--- Text to read ---
────────────────

But every new feature that you add to your problem adds to its complexity, making it harder to solve it with machine learning algorithms. Data scientists use dimensionality reduction, a set of techniques that remove excessive and irrelevant features from their machine learning models.
Dimensionality reduction slashes the costs of machine learning and sometimes makes it possible to solve complicated problems with simpler models.
The curse of dimensionality
Machine learning models map features to outcomes. For instance, say you want to create a model that predicts the amount of rainfall in one month. You have a dataset of different information collected from different cities in separate months. The data points include temperature, humidity, city population, traffic, number of concerts held in the city, wind speed, wind direction, air pressure, number of bus tickets purchased, and the amount of rainfall. Obviously, not all this information is relevant to rainfall prediction.
Some of the features might have nothing to do with the target variable. Evidently, population and number of bus tickets purchased do not affect rainfall. Other features might be correlated to the target variable, but not have a causal relation to it. For instance, the number of outdoor concerts might be correlated to the volume of rainfall, but it is not a good predictor for rain. In other cases, such as carbon emission, there might be a link between the feature and the target variable, but the effect will be negligible.
In this example, it is evident which features are valuable and which are useless. in other problems, the excessive features might not be obvious and need further data analysis.
But why bother to remove the extra dimensions? When you have too many features, you’ll also need a more complex model. A more complex model means you’ll need a lot more training data and more compute power to train your model to an acceptable level.
And since machine learning has no understanding of causality, models try to map any feature included in their dataset to the target variable, even if there’s no causal relation. This can lead to models that are imprecise and erroneous.
On the other hand, reducing the number of features can make your machine learning model simpler, more efficient, and less data-hungry.
The problems caused by too many features are often referred to as the “curse of dimensionality,” and they’re not limited to tabular data. Consider a machine learning model that classifies images. If your dataset is composed of 100×100-pixel images, then your problem space has 10,000 features, one per pixel. However, even in image classification problems, some of the features are excessive and can be removed.
Dimensionality reduction identifies and removes the features that are hurting the machine learning model’s performance or aren’t contributing to its accuracy. There are several dimensionality techniques, each of which is useful for certain situations.
A basic and very efficient dimensionality reduction method is to identify and select a subset of the features that are most relevant to target variable. This technique is called “feature selection.” Feature selection is especially effective when you’re dealing with tabular data in which each column represents a specific kind of information.
When doing feature selection, data scientists do two things: keep features that are highly correlated with the target variable and contribute the most to the dataset’s variance. Libraries such as Python’s Scikit-learn have plenty of good functions to analyze, visualize, and select the right features for machine learning models.
For instance, a data scientist can use scatter plots and heatmaps to visualize the covariance of different features. If two features are highly correlated to each other, then they will have a similar effect on the target variable, and including both in the machine learning model will be unnecessary. Therefore, you can remove one of them without causing a negative impact on the model’s performance.
Heatmaps illustrate the covariance between different features. They are a good guide to finding and culling features that are excessive.
The same tools can help visualize the correlations between the features and the target variable. This helps remove variables that do not affect the target. For instance, you might find out that out of 25 features in your dataset, seven of them account for 95 percent of the effect on the target variable. This will enable you to shave off 18 features and make your machine learning model a lot simpler without suffering a significant penalty to your model’s accuracy.

────────────────

--- Data provided ---

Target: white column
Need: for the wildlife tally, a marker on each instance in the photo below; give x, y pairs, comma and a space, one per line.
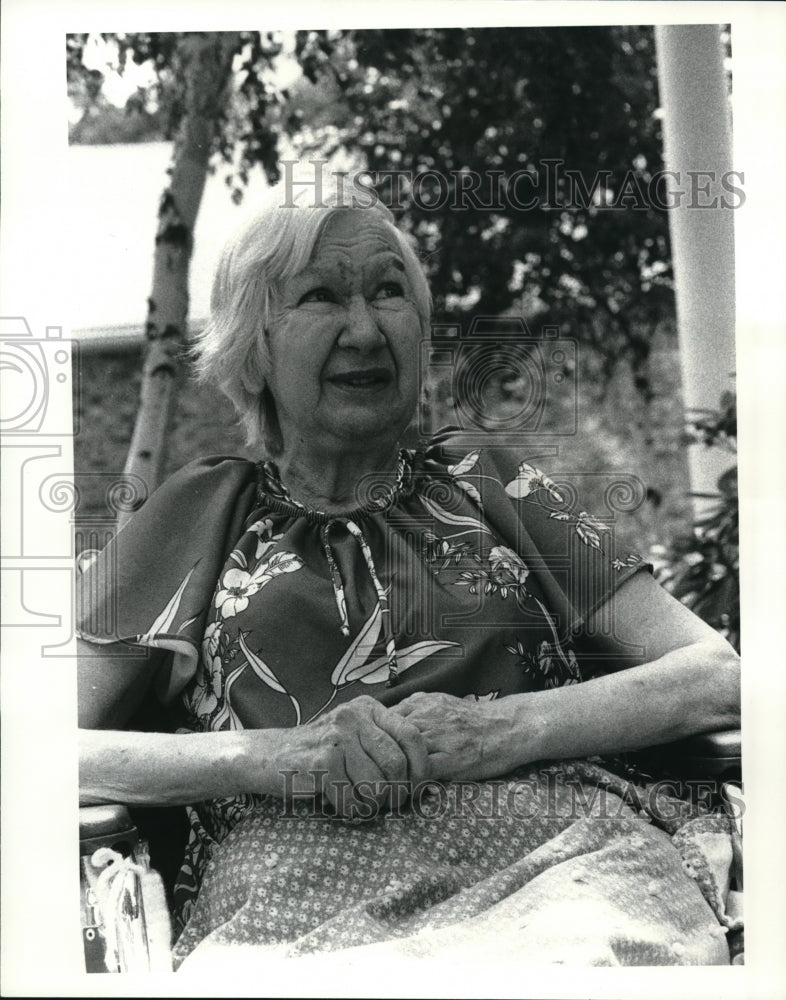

────────────────

--- Tasks to complete ---
a: In the text on dimensionality reduction, how many features does a problem built on 100×100-pixel images have?
b: Write the next part of the text on dimensionality reduction, picking up after its final sentence.
The material has no connection to the text on dimensionality reduction.

--- Expected answers ---
a: It has 10,000 features, one per pixel.

b:
Sometimes, you don’t have the option to remove individual features. But this doesn’t mean that you can’t simplify your machine learning model. Projection techniques, also known as “feature extraction,” simplify a model by compressing several features into a lower-dimensional space.
A common example used to represent projection techniques is the “swiss roll” (pictured below), a set of data points that swirl around a focal point in three dimensions. This dataset has three features. The value of each point (the target variable) is measured based on how close it is along the convoluted path to the center of the swiss roll. In the picture below, red points are closer to the center and the yellow points are farther along the roll.
In its current state, creating a machine learning model that maps the features of the swiss roll points to their value is a difficult task and would require a complex model with many parameters. But with the help of dimensionality reduction techniques, the points can be projected to a lower-dimension space that can be learned with a simple machine learning model.
There are various projection techniques. In the case of the above example, we used “locally-linear embedding,” an algorithm that reduces the dimension of the problem space while preserving the key elements that separate the values of data points. When our data is processed with the LLE, the result looks like the following image, which is like an unrolled version of the swiss roll. As you can see, points of each color remain together. In fact, this problem can still be simplified into a single feature and modeled with linear regression, the simplest machine learning algorithm.
While this example is hypothetical, you’ll often face problems that can be simplified if you project the features to a lower-dimensional space. For instance, “principal component analysis” (PCA), a popular dimensionality reduction algorithm, has found many useful applications to simplify machine learning problems.
In the excellent book Hands-on Machine Learning with Python, data scientist Aurelien Geron shows how you can use PCA to reduce the MNIST dataset from 784 features (28×28 pixels) to 150 features while preserving 95 percent of the variance. This level of dimensionality reduction has a huge impact on the costs of training and running artificial neural networks.
There are a few caveats to consider about projection techniques. Once you develop a projection technique, you must transform new data points to the lower dimension space before running them through your machine learning model. However, the costs of this preprocessing step are not comparable to the gains of having a lighter model. A second consideration is that transformed data points are not directly representative of their original features and transforming them back to the original space can be tricky and in some cases impossible. This might make it difficult to interpret the inferences made by your model.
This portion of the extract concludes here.